* What to work on *
Set down exactly, with nothing added, the lines from the one containing "object_class: mountain ridge" through the end of the entries.
============================================================
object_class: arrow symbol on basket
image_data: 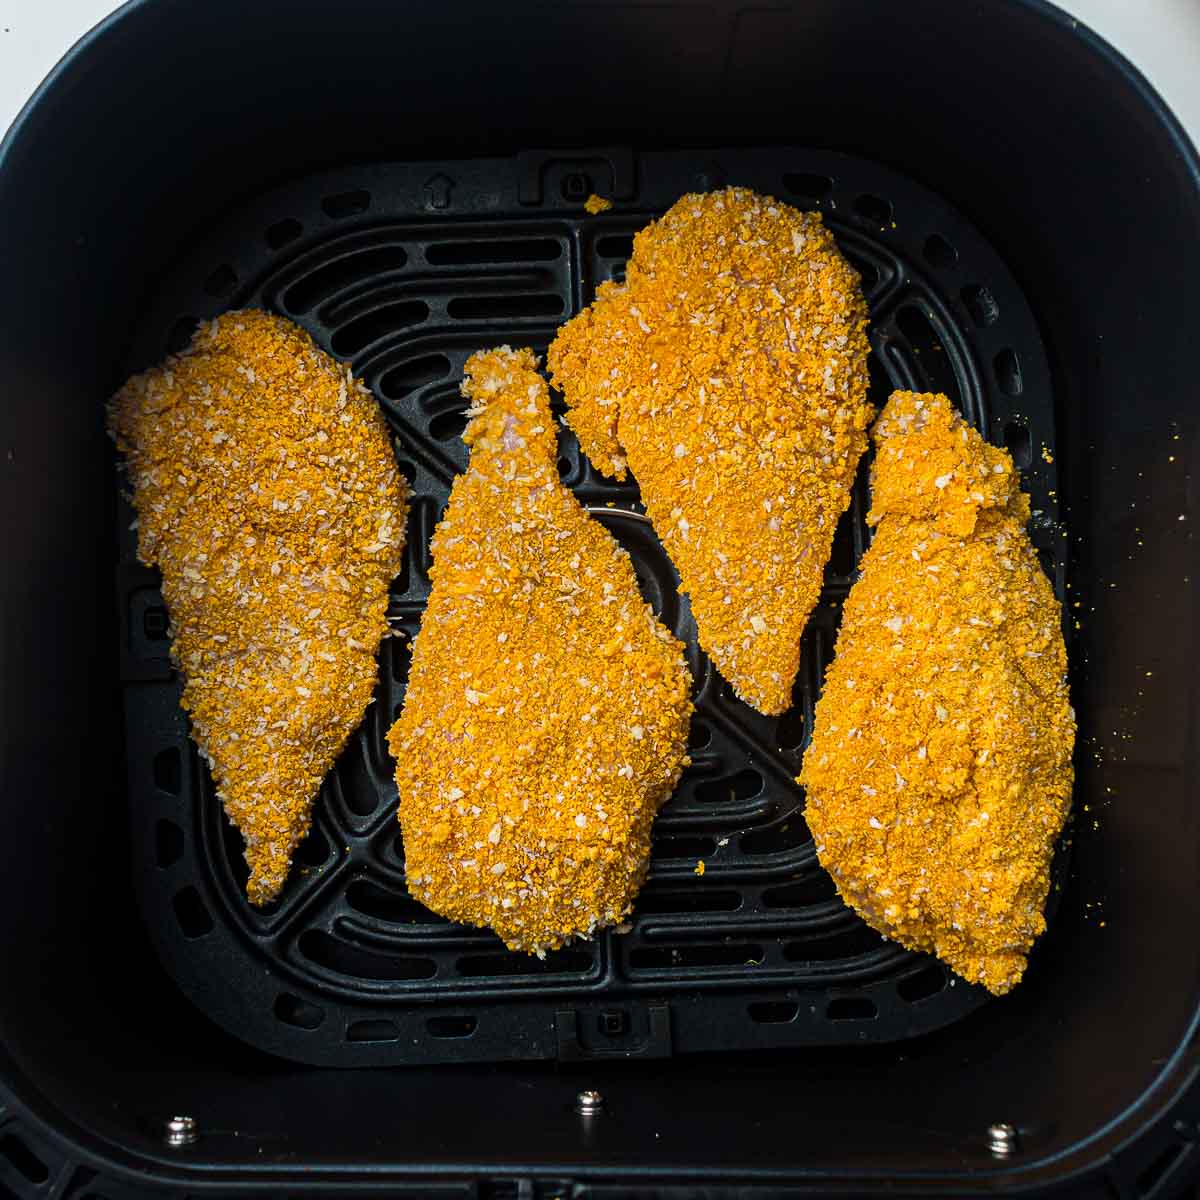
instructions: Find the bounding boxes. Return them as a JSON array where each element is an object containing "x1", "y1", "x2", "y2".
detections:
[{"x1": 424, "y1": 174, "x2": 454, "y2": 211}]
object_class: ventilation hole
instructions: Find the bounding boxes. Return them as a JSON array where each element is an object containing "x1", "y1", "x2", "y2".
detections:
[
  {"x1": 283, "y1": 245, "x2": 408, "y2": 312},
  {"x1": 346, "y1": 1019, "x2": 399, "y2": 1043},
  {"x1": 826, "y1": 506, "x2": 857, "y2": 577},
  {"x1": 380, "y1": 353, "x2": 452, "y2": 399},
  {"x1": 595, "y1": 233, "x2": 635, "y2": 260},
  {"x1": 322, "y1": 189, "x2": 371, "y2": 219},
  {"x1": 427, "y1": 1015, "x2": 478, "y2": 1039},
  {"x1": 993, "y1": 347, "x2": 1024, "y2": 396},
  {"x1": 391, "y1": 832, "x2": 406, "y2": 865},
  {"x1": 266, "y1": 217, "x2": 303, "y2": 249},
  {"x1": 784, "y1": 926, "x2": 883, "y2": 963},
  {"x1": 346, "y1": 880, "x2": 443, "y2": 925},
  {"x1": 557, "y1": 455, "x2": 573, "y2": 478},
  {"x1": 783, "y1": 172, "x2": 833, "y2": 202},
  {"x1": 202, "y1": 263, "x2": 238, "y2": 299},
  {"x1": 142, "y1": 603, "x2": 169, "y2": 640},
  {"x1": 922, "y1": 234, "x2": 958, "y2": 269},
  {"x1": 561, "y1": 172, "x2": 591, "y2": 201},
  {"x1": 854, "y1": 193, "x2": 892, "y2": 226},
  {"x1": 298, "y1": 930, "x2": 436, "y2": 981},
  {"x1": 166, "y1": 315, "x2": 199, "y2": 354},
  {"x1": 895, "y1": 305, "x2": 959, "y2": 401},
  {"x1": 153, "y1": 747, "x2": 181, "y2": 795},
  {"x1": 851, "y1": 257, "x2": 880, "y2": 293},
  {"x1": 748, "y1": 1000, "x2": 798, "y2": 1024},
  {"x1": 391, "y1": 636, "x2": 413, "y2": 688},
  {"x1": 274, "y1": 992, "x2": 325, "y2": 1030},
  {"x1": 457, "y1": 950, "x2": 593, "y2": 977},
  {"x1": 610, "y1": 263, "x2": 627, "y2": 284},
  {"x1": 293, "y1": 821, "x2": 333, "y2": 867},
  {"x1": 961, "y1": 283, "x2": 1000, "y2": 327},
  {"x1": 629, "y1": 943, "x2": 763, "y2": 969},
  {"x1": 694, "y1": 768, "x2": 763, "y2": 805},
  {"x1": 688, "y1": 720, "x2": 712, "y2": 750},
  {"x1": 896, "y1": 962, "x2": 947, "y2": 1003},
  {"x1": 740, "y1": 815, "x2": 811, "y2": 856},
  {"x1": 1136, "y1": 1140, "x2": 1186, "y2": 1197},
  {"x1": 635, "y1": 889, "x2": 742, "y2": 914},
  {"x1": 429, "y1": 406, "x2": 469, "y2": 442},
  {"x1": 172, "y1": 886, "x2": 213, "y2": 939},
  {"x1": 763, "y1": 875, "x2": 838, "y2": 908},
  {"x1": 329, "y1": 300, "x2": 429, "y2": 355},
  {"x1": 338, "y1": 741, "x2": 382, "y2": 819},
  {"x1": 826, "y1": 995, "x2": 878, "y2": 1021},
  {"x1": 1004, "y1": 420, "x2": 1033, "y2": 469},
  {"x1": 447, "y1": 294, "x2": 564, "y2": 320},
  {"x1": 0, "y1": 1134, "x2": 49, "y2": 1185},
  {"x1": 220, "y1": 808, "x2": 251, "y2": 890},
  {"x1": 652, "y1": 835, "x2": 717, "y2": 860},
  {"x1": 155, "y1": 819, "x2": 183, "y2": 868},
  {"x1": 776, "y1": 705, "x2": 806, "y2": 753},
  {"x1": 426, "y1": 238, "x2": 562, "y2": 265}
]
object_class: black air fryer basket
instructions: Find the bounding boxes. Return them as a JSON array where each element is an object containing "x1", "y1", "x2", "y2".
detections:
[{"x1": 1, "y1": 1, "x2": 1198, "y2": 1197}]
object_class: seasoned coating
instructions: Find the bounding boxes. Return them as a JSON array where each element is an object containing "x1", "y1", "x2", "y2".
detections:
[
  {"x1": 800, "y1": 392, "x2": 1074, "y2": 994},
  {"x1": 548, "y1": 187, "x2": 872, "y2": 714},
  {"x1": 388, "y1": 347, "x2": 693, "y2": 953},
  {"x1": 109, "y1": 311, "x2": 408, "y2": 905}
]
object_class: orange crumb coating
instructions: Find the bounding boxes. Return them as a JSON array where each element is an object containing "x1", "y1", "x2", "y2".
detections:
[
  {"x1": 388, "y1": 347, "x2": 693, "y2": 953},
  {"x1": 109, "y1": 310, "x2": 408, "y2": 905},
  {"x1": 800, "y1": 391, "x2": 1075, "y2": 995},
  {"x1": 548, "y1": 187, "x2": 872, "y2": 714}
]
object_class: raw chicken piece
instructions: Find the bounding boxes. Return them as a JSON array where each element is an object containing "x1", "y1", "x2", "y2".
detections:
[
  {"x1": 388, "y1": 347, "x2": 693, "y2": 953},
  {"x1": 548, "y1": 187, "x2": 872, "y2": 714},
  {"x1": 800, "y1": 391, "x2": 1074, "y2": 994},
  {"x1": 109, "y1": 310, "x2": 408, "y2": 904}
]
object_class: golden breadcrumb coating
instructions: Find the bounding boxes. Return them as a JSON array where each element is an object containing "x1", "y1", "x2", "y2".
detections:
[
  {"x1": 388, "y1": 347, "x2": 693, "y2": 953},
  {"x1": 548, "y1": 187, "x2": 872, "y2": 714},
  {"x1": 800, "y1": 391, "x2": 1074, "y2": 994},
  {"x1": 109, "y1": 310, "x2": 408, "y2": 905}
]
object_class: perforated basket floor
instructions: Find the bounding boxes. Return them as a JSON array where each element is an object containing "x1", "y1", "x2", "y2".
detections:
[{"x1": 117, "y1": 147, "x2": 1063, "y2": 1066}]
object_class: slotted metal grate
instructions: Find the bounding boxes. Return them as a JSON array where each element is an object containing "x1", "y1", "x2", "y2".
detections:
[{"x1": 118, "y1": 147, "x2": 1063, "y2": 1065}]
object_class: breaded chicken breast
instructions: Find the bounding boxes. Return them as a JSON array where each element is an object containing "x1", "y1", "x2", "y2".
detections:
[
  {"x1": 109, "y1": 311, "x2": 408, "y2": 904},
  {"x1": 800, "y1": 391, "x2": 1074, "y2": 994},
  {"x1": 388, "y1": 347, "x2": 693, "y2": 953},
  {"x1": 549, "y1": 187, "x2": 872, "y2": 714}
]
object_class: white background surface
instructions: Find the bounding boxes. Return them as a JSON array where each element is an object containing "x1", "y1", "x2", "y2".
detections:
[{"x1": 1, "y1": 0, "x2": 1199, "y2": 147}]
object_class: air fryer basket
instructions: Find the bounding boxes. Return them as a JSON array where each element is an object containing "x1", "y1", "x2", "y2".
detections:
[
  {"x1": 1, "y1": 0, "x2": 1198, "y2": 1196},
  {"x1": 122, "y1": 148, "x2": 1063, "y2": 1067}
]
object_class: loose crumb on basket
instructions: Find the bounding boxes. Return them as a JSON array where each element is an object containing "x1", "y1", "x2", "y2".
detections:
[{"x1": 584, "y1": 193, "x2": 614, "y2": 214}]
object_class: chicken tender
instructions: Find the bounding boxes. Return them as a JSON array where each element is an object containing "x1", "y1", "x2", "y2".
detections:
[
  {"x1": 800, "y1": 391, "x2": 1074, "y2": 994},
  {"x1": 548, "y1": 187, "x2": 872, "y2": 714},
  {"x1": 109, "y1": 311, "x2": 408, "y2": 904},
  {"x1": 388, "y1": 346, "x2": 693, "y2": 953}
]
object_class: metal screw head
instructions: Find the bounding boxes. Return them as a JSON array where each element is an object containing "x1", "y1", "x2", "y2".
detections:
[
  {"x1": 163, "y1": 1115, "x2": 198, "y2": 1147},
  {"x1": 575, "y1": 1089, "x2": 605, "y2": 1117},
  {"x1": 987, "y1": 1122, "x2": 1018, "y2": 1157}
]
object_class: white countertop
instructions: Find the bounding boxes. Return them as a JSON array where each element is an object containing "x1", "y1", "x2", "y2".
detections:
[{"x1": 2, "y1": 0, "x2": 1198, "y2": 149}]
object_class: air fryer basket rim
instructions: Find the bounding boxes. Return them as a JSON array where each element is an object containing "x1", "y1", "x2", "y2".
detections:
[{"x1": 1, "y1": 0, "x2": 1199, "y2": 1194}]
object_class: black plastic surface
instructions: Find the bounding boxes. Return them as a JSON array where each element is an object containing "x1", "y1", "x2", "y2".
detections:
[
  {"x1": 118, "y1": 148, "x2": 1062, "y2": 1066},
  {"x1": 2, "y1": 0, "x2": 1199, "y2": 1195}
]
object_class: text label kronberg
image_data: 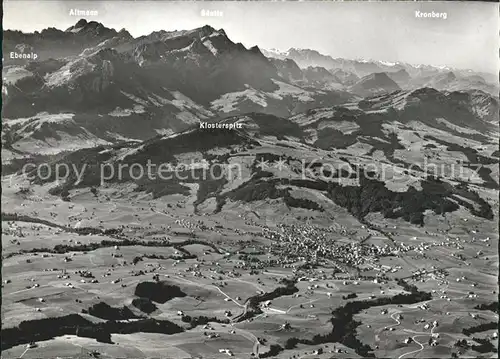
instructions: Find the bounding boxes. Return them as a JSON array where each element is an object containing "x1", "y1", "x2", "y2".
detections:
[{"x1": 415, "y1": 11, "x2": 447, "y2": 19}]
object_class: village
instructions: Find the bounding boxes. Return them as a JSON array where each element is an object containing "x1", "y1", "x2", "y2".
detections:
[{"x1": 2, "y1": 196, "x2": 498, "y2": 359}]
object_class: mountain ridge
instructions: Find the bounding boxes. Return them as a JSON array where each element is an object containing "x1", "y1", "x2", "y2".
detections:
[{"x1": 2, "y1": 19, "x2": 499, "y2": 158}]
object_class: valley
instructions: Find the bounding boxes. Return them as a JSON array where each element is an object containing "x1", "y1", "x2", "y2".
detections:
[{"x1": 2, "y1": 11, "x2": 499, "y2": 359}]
============================================================
* Task answer *
object_class: mountain ridge
instructions: Find the bounding boxes. Return them as a JSON array where each element is an object containing "x1", "y1", "x2", "y2".
detections:
[{"x1": 2, "y1": 19, "x2": 499, "y2": 158}]
object_class: valley
instructions: Find the bounding boxes. Return them as a JSON array where each element is an object containing "x1", "y1", "x2", "y2".
detections:
[{"x1": 2, "y1": 11, "x2": 499, "y2": 359}]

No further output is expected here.